** START Dataset rows **

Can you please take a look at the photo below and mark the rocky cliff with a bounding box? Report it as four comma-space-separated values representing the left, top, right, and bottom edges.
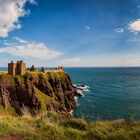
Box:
0, 72, 77, 115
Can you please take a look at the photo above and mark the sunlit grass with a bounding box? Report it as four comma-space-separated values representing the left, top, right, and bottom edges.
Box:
0, 112, 140, 140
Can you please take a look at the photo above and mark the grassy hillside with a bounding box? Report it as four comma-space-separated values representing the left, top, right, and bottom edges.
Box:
0, 113, 140, 140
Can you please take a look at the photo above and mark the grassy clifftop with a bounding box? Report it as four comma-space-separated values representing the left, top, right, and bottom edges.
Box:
0, 112, 140, 140
0, 72, 140, 140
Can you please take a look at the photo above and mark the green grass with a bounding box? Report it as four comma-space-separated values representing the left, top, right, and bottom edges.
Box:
0, 112, 140, 140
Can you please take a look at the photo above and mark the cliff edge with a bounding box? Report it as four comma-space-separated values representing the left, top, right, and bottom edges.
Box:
0, 72, 77, 115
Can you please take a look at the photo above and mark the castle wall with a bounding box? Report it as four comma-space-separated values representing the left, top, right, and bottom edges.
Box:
8, 63, 16, 75
8, 61, 26, 75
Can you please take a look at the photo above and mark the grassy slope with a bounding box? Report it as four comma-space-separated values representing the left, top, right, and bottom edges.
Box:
0, 73, 140, 140
0, 113, 140, 140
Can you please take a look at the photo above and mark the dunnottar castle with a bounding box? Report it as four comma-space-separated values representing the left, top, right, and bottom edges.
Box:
8, 60, 64, 75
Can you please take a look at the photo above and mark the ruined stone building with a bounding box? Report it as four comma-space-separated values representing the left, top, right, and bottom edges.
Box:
8, 60, 26, 75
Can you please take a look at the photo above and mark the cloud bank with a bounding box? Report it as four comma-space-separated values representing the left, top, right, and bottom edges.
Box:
0, 0, 35, 37
129, 19, 140, 32
0, 42, 62, 60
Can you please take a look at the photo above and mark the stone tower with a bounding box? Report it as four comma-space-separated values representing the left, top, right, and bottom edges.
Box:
8, 60, 26, 75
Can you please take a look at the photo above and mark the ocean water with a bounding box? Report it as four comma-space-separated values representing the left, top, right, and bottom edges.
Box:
0, 68, 140, 120
65, 68, 140, 120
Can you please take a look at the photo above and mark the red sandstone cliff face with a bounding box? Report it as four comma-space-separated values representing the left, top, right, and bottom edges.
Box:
0, 72, 77, 115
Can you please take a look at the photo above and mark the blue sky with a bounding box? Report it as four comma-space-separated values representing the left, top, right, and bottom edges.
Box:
0, 0, 140, 67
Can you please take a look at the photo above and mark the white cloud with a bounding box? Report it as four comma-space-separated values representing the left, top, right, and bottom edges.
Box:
59, 57, 81, 66
115, 28, 124, 33
128, 19, 140, 32
13, 37, 28, 43
85, 26, 91, 30
0, 0, 35, 37
0, 43, 62, 60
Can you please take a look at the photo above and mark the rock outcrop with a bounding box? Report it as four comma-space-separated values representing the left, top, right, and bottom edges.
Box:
0, 72, 77, 115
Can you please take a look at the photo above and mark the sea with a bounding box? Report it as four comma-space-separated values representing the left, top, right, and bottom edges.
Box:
65, 67, 140, 120
0, 67, 140, 120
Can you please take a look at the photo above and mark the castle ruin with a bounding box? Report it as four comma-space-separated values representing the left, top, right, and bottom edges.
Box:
8, 60, 26, 75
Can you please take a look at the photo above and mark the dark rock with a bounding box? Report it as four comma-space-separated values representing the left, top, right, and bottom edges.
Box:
0, 72, 77, 115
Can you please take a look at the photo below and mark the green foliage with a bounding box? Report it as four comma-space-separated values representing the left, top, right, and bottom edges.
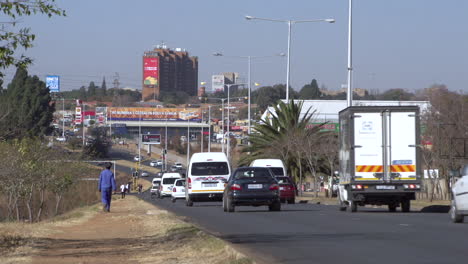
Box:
0, 68, 55, 139
299, 79, 322, 100
83, 127, 111, 158
239, 100, 317, 171
0, 0, 65, 79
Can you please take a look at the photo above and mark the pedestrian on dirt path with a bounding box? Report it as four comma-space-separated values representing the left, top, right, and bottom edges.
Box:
98, 162, 117, 212
120, 183, 127, 199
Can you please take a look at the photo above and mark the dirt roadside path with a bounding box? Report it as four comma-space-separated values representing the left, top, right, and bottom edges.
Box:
0, 196, 252, 264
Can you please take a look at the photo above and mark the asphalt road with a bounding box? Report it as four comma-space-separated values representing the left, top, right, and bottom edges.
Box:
110, 150, 468, 264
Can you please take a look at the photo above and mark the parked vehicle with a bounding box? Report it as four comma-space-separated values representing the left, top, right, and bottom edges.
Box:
275, 176, 297, 204
338, 106, 422, 212
159, 172, 182, 198
450, 165, 468, 223
250, 159, 287, 176
174, 162, 183, 169
150, 160, 163, 167
223, 167, 281, 212
150, 178, 161, 198
185, 152, 231, 206
171, 179, 185, 203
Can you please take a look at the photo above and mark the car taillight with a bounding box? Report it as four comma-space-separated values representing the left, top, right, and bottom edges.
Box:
231, 184, 242, 191
270, 183, 279, 191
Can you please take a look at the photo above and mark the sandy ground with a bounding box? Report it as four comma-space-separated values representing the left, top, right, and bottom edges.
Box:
0, 195, 252, 264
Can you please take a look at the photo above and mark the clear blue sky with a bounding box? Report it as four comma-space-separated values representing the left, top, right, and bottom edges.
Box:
3, 0, 468, 92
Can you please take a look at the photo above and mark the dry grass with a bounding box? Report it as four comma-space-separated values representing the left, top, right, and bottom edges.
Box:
0, 196, 253, 264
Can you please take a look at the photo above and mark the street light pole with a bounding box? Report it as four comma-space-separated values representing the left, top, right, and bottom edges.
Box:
286, 20, 292, 103
347, 0, 353, 107
245, 16, 335, 101
247, 56, 252, 135
208, 105, 211, 152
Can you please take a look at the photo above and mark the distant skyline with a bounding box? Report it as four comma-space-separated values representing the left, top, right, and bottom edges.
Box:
4, 0, 468, 92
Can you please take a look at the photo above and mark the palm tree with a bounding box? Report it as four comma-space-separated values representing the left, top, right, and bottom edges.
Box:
239, 100, 320, 188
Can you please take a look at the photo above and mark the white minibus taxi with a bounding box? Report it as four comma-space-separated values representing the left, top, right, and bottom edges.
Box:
185, 152, 231, 206
250, 159, 287, 176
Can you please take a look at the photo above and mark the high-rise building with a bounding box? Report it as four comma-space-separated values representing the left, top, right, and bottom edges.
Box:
142, 45, 198, 101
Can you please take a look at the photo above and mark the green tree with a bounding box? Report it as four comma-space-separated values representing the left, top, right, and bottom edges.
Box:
0, 0, 65, 79
299, 79, 322, 100
0, 68, 55, 139
239, 100, 319, 183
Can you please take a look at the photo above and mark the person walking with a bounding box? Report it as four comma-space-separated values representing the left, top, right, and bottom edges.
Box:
120, 183, 126, 199
98, 162, 117, 212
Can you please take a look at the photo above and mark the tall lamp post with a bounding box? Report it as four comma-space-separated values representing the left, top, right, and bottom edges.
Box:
213, 52, 286, 135
245, 16, 335, 101
346, 0, 353, 107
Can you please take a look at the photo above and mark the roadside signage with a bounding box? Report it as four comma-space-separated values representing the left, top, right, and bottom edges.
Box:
141, 134, 161, 144
46, 75, 60, 93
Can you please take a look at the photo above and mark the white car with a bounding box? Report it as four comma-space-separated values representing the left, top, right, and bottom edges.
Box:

** END Dataset rows **

■ **Task objective**: Reproduce all of the data above, switching every "bounding box" to "rectangle" and leaving everything else unchanged. Omit the pictures from your answer.

■ **Reply**:
Can you please take a look at the photo below and mark the rocky cliff with a rectangle? Report it as four comma-space-separated values representing the left, top, right, and bottom edges.
Box:
0, 72, 77, 115
Can you please take a look at the photo above and mark the sunlit grass with a rectangle? Report it as four comma-space-separated values representing the left, top, right, and bottom edges.
Box:
0, 112, 140, 140
Can you please take a look at the photo above and mark the grassy hillside with a rectangle? Report it as four comma-space-separated values representing the left, top, right, and bottom edges.
Box:
0, 113, 140, 140
Can you please take a look at the photo above and mark the grassy clifftop with a rectangle? Report it as four comma-space-separated values representing the left, top, right, and bottom edges.
Box:
0, 112, 140, 140
0, 72, 140, 140
Can you please take a look at the photo above and mark the green grass with a rectangle? Report it as four comma-space-separated values representing the left, top, right, and bottom edges.
Box:
0, 112, 140, 140
Can you please take a look at the photo above and mark the cliff edge with a rectangle? Report it as four comma-space-separated values representing the left, top, right, and bottom edges.
Box:
0, 72, 77, 115
Can you please take a look at the photo above and mark the castle wall with a rectangle? Report it as four comma-space-separated values representing the left, top, right, and bottom edges.
Box:
8, 63, 16, 75
8, 61, 26, 75
Can you please take a look at the photo above and mark the grassy slope with a rectangle? Report it as four comma-space-separated values representing the left, top, right, and bottom edges.
Box:
0, 73, 140, 140
0, 113, 140, 140
Can you please take a look at the photo above and mark the dunnottar castle with a rectangle? Report it as four comma-space-separated values representing the left, top, right, and bottom edges.
Box:
8, 60, 64, 75
Can you please take a look at the photo above and mark the ruined stone building with a rectangle? Report it as four comma-space-separated values representing the left, top, right, and bottom edges.
Box:
8, 60, 26, 75
Can you please take a look at the photo above and mark the cloud bank with a rectangle? Report it as four comma-space-separated values representing the left, top, right, and bottom edges.
Box:
0, 0, 35, 37
129, 19, 140, 32
0, 42, 62, 60
Can you please take a look at the photo above and mark the stone tower with a rectangle? Report it as four comma-space-separated values representing the left, top, right, and bottom edges.
Box:
8, 60, 26, 75
Can you please take a look at the photo above and mark the ocean water with a rectangle? Report it as four comma-space-separated values representing the left, top, right, and bottom edges.
Box:
0, 68, 140, 120
65, 68, 140, 120
Can you please take a look at the photo above and mark the red sandstone cliff face with a rectangle? Report it as four comma-space-separated values representing the left, top, right, and bottom edges.
Box:
0, 72, 77, 115
Can you please take a look at the photo above and mark the blue sky with a rectangle? Report it as four comma-space-separated values representing the left, top, right, and bottom edges.
Box:
0, 0, 140, 67
Can you please take a look at the photo above and mark the white cloud with a rectangle? Report it as four comma-space-separated values representing the left, top, right, and bottom edges.
Box:
59, 57, 81, 66
115, 28, 124, 33
128, 19, 140, 32
13, 37, 28, 43
85, 26, 91, 30
0, 0, 35, 37
0, 43, 62, 60
Can you please take a look at the photo above and mark the rock outcrop with a rectangle? Report it as four comma-space-separated values representing the left, top, right, and bottom edges.
Box:
0, 72, 77, 115
Can you please take a look at the photo above and mark the sea with a rectangle? Report it as four comma-space-separated values representing the left, top, right, and bottom edges.
Box:
65, 67, 140, 120
0, 67, 140, 120
Can you please take a look at the photo above and mark the castle ruin with a rectangle? Report it as four comma-space-separated values representing the left, top, right, and bottom edges.
Box:
8, 60, 26, 75
Can you please take a look at the photo above and mark the dark rock with a rectangle? Report it as four comma-space-separated values representing the left, top, right, and bottom edges.
Box:
0, 72, 77, 115
Can you please take a look at the photo below and mark the green foliage with a rectangle? Report it as four comma-space-separated values representing the left, top, right, and bottom edges.
Box:
0, 68, 55, 139
299, 79, 322, 100
83, 127, 111, 158
239, 100, 317, 171
0, 0, 65, 79
Can you please take a look at the photo above and mark the pedestrian on dirt path with a rectangle? Report it as four comma-space-separated values representing the left, top, right, and bottom edges.
Box:
98, 162, 117, 212
120, 183, 127, 199
Can you please take a look at the photo above and mark the dirt roadside path with a rectangle? Report it as four comma-space-separated values representing the left, top, right, and bottom edges.
Box:
0, 196, 252, 264
Can you please take a look at the photo above and mark the asphalt road with a rectangle? Report it as four comma-space-separated values representing the left, top, right, and bottom edges.
Box:
110, 150, 468, 264
Can you please take a look at the photo above and mark the parked vehicle with a rectangle? Report it as four comma-space-separated values representing the left, top, right, and bottom edges.
Box:
275, 176, 297, 204
338, 106, 422, 212
159, 172, 182, 198
450, 165, 468, 223
250, 159, 287, 176
174, 162, 183, 169
150, 160, 163, 167
223, 167, 281, 212
150, 178, 161, 198
185, 152, 231, 206
171, 179, 185, 203
Can you please take a look at the photo above and mark the car taillight with a rectangle? Report it as four comma-space-separated values representing the left, top, right, and bottom edges.
Box:
231, 184, 242, 191
270, 183, 279, 191
Can you please take a look at the photo above and mark the sandy ground with a rectangle? Report it as four comma-space-separated values representing the left, top, right, and bottom edges.
Box:
0, 195, 252, 264
Can you please take a look at the photo above and mark the clear blue sky with a rectangle? Report it as four comma-space-separated values representing the left, top, right, and bottom edges.
Box:
3, 0, 468, 92
Can you please take a look at the photo above and mark the dry grass with a rectangle? Report it as four comma-space-separated values representing the left, top, right, and bottom edges.
Box:
0, 196, 253, 264
Can you please take a look at the photo above and mark the street light pole with a rectangle? Report it as four comma-space-separated values representing the left, top, right, and bottom edges.
Box:
286, 20, 292, 103
347, 0, 353, 107
245, 16, 335, 101
247, 56, 252, 135
208, 105, 211, 152
Can you please take a look at the photo above and mark the distant skyline with a rectangle? Report it as four comma-space-separated values representing the left, top, right, and bottom edges.
Box:
4, 0, 468, 92
Can you please take a look at the photo above and mark the palm tree with a rectangle? Report it as four comma-space-separated values representing the left, top, right, and bottom edges.
Box:
239, 100, 320, 188
Can you please take a look at the photo above and mark the white minibus taxi with a rectangle? Report it as four comma-space-separated values representing the left, top, right, and bottom edges.
Box:
185, 152, 231, 206
250, 159, 287, 176
Can you please take a look at the photo above and mark the high-rise building with a rectangle? Report it as four comma-space-separated values representing the left, top, right, and bottom edges.
Box:
142, 45, 198, 101
Can you please take a look at the photo above and mark the green tree with a rectangle? Report it as four comma-space-separated values representing the left, top, right, and bottom edges.
Box:
0, 0, 65, 79
299, 79, 322, 100
0, 68, 55, 139
239, 100, 319, 183
Can you please take a look at the photo above and mark the person walking with a rectangle? Report it as four comma-space-separated values representing the left, top, right, and bottom edges.
Box:
120, 183, 126, 199
98, 162, 117, 212
Can you please take a look at the photo above and mark the tall lamp post with a rectangle? Report it as four comma-space-separated values representing the left, top, right, and bottom edges.
Box:
213, 52, 286, 135
245, 16, 335, 101
346, 0, 353, 107
Can you please take a look at the photo above and mark the roadside signage with a rectangle? Report it as four comma-space-separated values representing the left, top, right, and bottom edges.
Box:
141, 134, 161, 144
46, 75, 60, 93
Can you please take a look at the photo above and mark the white car with a rectangle? Report it as four comma-space-separated values representing the left, top, right, and bottom edges.
Box:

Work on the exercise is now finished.